Michael Havens bmike1 at gmail.com
Tue Jan 27 21:34:43 MST 2015

you guys are GOOD! *wish I could do that.*


On Tue, Jan 27, 2015 at 8:39 PM, James Dugger <james.dugger at gmail.com>

> ​After I got home I thought I could improve on the script.  The following
> script pulls down the urls and passes them through a while loop that
> reduces the name of the url down to the name of the .jpg given in front of
> the query string.  There are a lot of things that could be refactored to
> clean it up but it works:
> #1/usr/env/bin/ bash
> # Crawl the site, build the url list, and pass it into the variable url.
> url=$(wget --spider --force-html -r -l2 "
> http://sites.google.com/site/thebookofgimp/home/chapter-2-photograph-retouching/"
> 2>&1 | grep '^--' | awk '{ print $3 }')

○ ○ ○ ○ ○

◆ **ACTIONS TO TAKE**
1: Transcribe part of the mailing-list message word for word, beginning at "On Tue, Jan" and stopping after "the variable url.".
2: Answer these questions about the mailing-list message:
(a) On what date and at what time was Michael Havens's reply sent?
(b) According to James Dugger, the while loop reduces each url down to what?
(c) Into which variable does the crawl step pass the url list?
3: Summarize the mailing-list message in two sentences.
The material after this point comes from a separate source and is unrelated to the mailing-list message.

◆ **MATERIAL**
○ ○ ○ ○ ○

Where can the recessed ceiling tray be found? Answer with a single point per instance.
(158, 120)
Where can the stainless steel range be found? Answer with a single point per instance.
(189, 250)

○ ○ ○ ○ ○

◆ **ANSWER SET**
1:
On Tue, Jan 27, 2015 at 8:39 PM, James Dugger <james.dugger at gmail.com>

> ​After I got home I thought I could improve on the script.  The following
> script pulls down the urls and passes them through a while loop that
> reduces the name of the url down to the name of the .jpg given in front of
> the query string.  There are a lot of things that could be refactored to
> clean it up but it works:
> #1/usr/env/bin/ bash
> # Crawl the site, build the url list, and pass it into the variable url.

2:
(a) Tuesday, January 27, 2015, at 21:34:43 MST.
(b) The name of the .jpg given in front of the query string.
(c) The variable url.

3: Michael Havens praises the others as good and wishes he could do the same. In the quoted message, James Dugger presents an improved script that pulls down urls and runs them through a while loop that reduces each one to the name of the .jpg before the query string, noting that much could be refactored but that it works.